───── Data under study

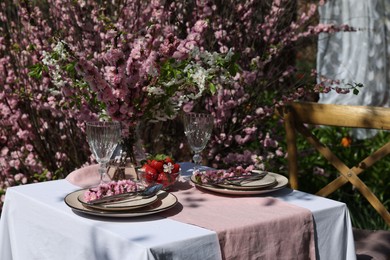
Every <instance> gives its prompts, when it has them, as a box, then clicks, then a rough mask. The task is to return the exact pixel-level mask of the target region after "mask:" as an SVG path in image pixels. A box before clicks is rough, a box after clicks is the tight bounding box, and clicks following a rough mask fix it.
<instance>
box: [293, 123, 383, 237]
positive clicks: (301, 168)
mask: <svg viewBox="0 0 390 260" xmlns="http://www.w3.org/2000/svg"><path fill="white" fill-rule="evenodd" d="M350 130H351V129H346V128H335V127H332V128H314V129H313V131H314V132H315V135H316V136H317V137H319V139H320V140H321V141H322V142H323V143H324V144H326V145H328V146H330V147H331V150H332V151H333V152H334V153H335V154H336V156H338V157H339V158H340V159H341V160H342V161H344V162H345V163H346V165H347V166H348V167H352V166H354V165H357V163H359V162H360V161H361V160H362V159H364V158H365V157H366V156H368V155H369V154H370V153H372V152H374V151H375V150H376V149H378V148H379V147H381V146H382V145H383V144H385V143H387V142H388V141H389V140H390V133H389V132H385V131H379V132H378V133H377V134H376V135H375V136H374V137H372V138H367V139H364V140H358V139H354V138H353V137H352V136H351V134H350V132H351V131H350ZM343 137H352V138H351V140H352V142H351V143H350V145H348V146H343V145H341V140H342V139H343ZM298 150H299V153H300V155H299V158H300V160H299V166H298V168H299V183H300V186H299V189H300V190H302V191H305V192H309V193H316V192H317V191H318V190H319V189H320V188H322V187H323V186H325V185H326V184H327V183H329V182H330V181H332V180H333V179H335V178H336V177H337V176H339V174H338V172H337V170H336V169H335V168H334V167H333V166H331V165H330V164H328V163H327V161H326V160H325V159H324V158H323V157H322V156H321V155H320V154H319V153H318V152H317V151H315V150H314V148H313V149H312V148H310V145H309V144H308V143H307V142H306V140H304V139H303V138H300V139H299V143H298ZM319 169H320V170H323V171H319ZM319 172H320V173H321V174H319ZM359 178H361V179H362V180H363V182H364V183H365V184H366V185H367V186H368V187H369V188H370V189H371V191H372V192H373V193H374V194H375V195H376V196H377V197H378V199H379V200H380V201H381V202H382V203H383V204H384V206H385V207H386V208H387V209H389V208H390V189H389V184H390V157H389V156H386V157H385V158H383V159H382V160H381V161H378V162H377V163H376V164H374V165H373V166H372V167H371V168H369V169H367V170H365V171H364V172H363V173H362V174H360V175H359ZM329 198H331V199H334V200H337V201H341V202H344V203H346V204H347V206H348V208H349V211H350V215H351V220H352V225H353V226H354V227H356V228H363V229H371V230H390V226H389V225H387V224H386V223H385V221H384V220H383V219H382V218H381V216H380V215H379V214H378V213H377V212H376V211H375V210H374V208H373V207H372V206H371V205H370V204H369V202H368V201H367V200H366V199H365V198H364V197H363V196H362V195H361V194H360V192H359V191H358V190H357V189H356V188H354V187H353V186H352V185H351V184H350V183H347V184H346V185H344V186H343V187H342V188H340V189H339V190H338V191H336V192H334V193H333V194H331V195H330V196H329Z"/></svg>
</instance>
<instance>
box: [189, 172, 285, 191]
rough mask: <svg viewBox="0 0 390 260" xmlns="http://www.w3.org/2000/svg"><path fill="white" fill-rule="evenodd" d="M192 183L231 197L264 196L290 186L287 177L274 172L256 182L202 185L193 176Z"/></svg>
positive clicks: (201, 186) (207, 184) (208, 184)
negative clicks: (280, 189) (255, 195)
mask: <svg viewBox="0 0 390 260" xmlns="http://www.w3.org/2000/svg"><path fill="white" fill-rule="evenodd" d="M258 173H261V172H257V174H258ZM191 181H192V182H193V183H194V184H195V185H196V186H197V187H200V188H203V189H206V190H210V191H213V192H218V193H224V194H230V195H250V194H263V193H268V192H273V191H276V190H279V189H282V188H284V187H286V186H287V184H288V179H287V178H286V177H284V176H283V175H280V174H277V173H273V172H266V173H265V176H264V177H263V178H261V179H254V180H243V181H225V182H221V183H200V182H198V181H196V178H195V176H194V175H192V176H191Z"/></svg>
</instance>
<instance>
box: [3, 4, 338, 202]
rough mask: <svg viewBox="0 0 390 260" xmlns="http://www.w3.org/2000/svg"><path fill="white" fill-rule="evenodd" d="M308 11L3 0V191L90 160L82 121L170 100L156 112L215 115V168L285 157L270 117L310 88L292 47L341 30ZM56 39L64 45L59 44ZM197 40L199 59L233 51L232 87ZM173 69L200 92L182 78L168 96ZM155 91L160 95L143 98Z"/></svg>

──────────

● **Work task**:
Write the data above out again exactly, every line of it, and exclude the pictures.

● **Exercise result**:
Every <instance> gives its prompts, when it has them, as a box, then clicks, then a rough mask. The task is to return the exact pixel-level mask of the target region after "mask:" as an SVG path in image pixels. A box before clicks is rough, a box after clicks is the tight bounding box, and clicks following a rough mask fix it.
<instance>
box: [293, 123, 383, 237]
positive clicks: (301, 168)
mask: <svg viewBox="0 0 390 260" xmlns="http://www.w3.org/2000/svg"><path fill="white" fill-rule="evenodd" d="M350 130H351V129H346V128H335V127H332V128H314V129H313V131H314V132H315V135H316V136H317V137H319V139H320V140H321V141H322V142H323V143H324V144H326V145H328V146H330V147H331V150H332V151H333V152H334V153H335V154H336V156H338V157H339V158H340V159H341V160H342V161H344V162H345V163H346V165H347V166H348V167H352V166H354V165H357V163H359V162H360V161H361V160H362V159H364V158H365V157H366V156H368V155H369V154H370V153H372V152H374V151H375V150H376V149H378V148H379V147H381V146H382V145H383V144H385V143H387V142H388V141H389V140H390V133H389V132H385V131H379V132H378V133H377V134H376V135H375V136H374V137H372V138H367V139H364V140H358V139H354V138H353V137H352V136H351V134H350V132H351V131H350ZM343 137H352V138H351V140H352V142H351V143H350V145H348V146H343V145H341V140H342V139H343ZM298 150H299V153H300V155H299V158H300V160H299V166H298V168H299V183H300V186H299V189H300V190H302V191H305V192H309V193H316V192H317V191H318V190H319V189H320V188H322V187H323V186H325V185H326V184H327V183H329V182H330V181H332V180H333V179H335V178H336V177H337V176H339V174H338V172H337V170H336V169H335V168H334V167H333V166H331V165H330V164H328V163H327V161H326V160H325V159H324V158H323V157H322V156H321V155H320V154H319V153H318V152H317V151H315V150H314V148H313V149H312V148H310V145H309V144H308V143H307V142H306V140H304V139H303V138H300V139H299V143H298ZM319 169H320V170H323V171H319ZM319 172H320V173H321V174H319ZM359 178H361V179H362V180H363V182H364V183H365V184H366V185H367V186H368V187H369V188H370V189H371V191H372V192H373V193H374V194H375V195H376V196H377V197H378V199H379V200H380V201H381V202H382V203H383V204H384V206H385V207H386V208H387V209H389V208H390V189H389V184H390V157H389V156H386V157H385V158H383V159H382V160H381V161H378V162H377V163H376V164H374V165H373V166H372V167H371V168H369V169H367V170H365V171H364V172H363V173H362V174H360V175H359ZM329 198H331V199H334V200H337V201H341V202H344V203H346V204H347V206H348V208H349V211H350V215H351V220H352V225H353V226H354V227H356V228H363V229H371V230H390V226H389V225H387V224H386V223H385V221H384V220H383V219H382V218H381V216H380V215H379V214H378V213H377V212H376V211H375V210H374V208H373V207H372V206H371V205H370V204H369V202H368V201H367V200H366V199H365V198H364V197H363V196H362V195H361V194H360V192H359V191H358V190H357V189H356V188H354V187H353V186H352V185H351V184H350V183H347V184H346V185H344V186H343V187H342V188H340V189H339V190H338V191H336V192H334V193H333V194H331V195H330V196H329Z"/></svg>
</instance>
<instance>
box: [189, 172, 285, 191]
rough mask: <svg viewBox="0 0 390 260" xmlns="http://www.w3.org/2000/svg"><path fill="white" fill-rule="evenodd" d="M192 183L231 197L264 196L290 186L287 177L274 172L256 182L202 185L193 176Z"/></svg>
positive clicks: (201, 186) (207, 184) (208, 184)
negative clicks: (280, 189) (255, 195)
mask: <svg viewBox="0 0 390 260" xmlns="http://www.w3.org/2000/svg"><path fill="white" fill-rule="evenodd" d="M258 173H261V172H257V174H258ZM191 181H192V182H193V183H194V184H195V185H196V186H197V187H200V188H203V189H206V190H210V191H213V192H218V193H224V194H230V195H250V194H263V193H268V192H273V191H276V190H279V189H282V188H284V187H286V186H287V184H288V179H287V178H286V177H284V176H283V175H280V174H277V173H273V172H266V173H265V176H264V177H263V178H261V179H254V180H243V181H225V182H221V183H200V182H198V181H196V178H195V176H194V175H192V176H191Z"/></svg>
</instance>
<instance>
box: [3, 4, 338, 202]
rough mask: <svg viewBox="0 0 390 260" xmlns="http://www.w3.org/2000/svg"><path fill="white" fill-rule="evenodd" d="M308 11L3 0V191L90 160L82 121L170 100L156 112L215 115V168L285 157L270 117L310 88L292 47L341 30ZM56 39L64 45L59 44ZM197 40L199 59L233 51L232 87ZM173 69L200 92L182 78L168 96ZM155 91L160 95L143 98Z"/></svg>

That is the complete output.